::: SUPPLIED RECORDS

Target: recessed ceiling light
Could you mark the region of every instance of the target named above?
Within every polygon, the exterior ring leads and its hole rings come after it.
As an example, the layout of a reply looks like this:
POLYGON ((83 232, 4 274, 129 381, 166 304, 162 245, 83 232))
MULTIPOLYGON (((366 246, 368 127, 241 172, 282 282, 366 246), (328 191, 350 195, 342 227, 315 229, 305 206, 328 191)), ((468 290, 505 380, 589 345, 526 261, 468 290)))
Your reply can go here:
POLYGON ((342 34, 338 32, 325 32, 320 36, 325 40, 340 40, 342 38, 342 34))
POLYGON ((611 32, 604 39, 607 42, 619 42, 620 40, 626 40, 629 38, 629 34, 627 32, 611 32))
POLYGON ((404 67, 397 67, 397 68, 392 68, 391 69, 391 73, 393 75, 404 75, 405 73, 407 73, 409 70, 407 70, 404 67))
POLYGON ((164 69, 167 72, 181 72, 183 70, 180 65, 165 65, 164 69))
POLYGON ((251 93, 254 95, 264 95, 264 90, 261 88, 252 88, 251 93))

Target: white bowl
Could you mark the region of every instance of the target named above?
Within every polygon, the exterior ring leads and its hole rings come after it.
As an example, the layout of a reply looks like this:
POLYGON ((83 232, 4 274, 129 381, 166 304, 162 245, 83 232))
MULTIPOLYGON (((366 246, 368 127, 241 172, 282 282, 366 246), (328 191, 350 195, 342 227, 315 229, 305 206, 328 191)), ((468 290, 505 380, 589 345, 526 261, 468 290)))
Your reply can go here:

::::::

DIRECTIONS FOR THIS TASK
Transcribe all entries word for word.

SOLUTION BELOW
Target: recessed ceiling light
Could you mark the region of every instance of the target named above?
Within every polygon, the exterior ring leads and its hole rings come after it.
As an example, the layout of a reply looks like this:
POLYGON ((83 232, 4 274, 129 381, 166 304, 162 245, 83 232))
MULTIPOLYGON (((366 246, 368 127, 241 172, 282 282, 366 246), (328 191, 350 195, 342 227, 315 229, 305 206, 328 191)), ((468 290, 505 380, 589 345, 526 261, 468 290)))
Your reply can go here:
POLYGON ((342 34, 338 32, 325 32, 320 36, 325 40, 340 40, 342 38, 342 34))
POLYGON ((611 32, 604 39, 607 42, 619 42, 620 40, 626 40, 629 38, 629 34, 627 32, 611 32))
POLYGON ((404 67, 397 67, 397 68, 392 68, 391 69, 391 73, 393 75, 404 75, 405 73, 407 73, 409 70, 407 70, 404 67))
POLYGON ((164 69, 167 72, 181 72, 183 70, 180 65, 165 65, 164 69))
POLYGON ((251 93, 254 95, 264 95, 264 90, 261 88, 252 88, 251 93))

Target: white bowl
Could you mark the region of every instance of the target named above?
Within every polygon, the exterior ring leads and its hole rings come after it.
As an example, the layout of a reply looks like this:
POLYGON ((83 232, 4 274, 129 381, 166 304, 162 245, 83 232))
MULTIPOLYGON (((366 246, 368 127, 241 172, 282 282, 366 246), (328 191, 350 195, 342 227, 315 229, 305 206, 328 191)), ((468 290, 505 380, 589 345, 526 261, 468 290)))
Your reply can go here:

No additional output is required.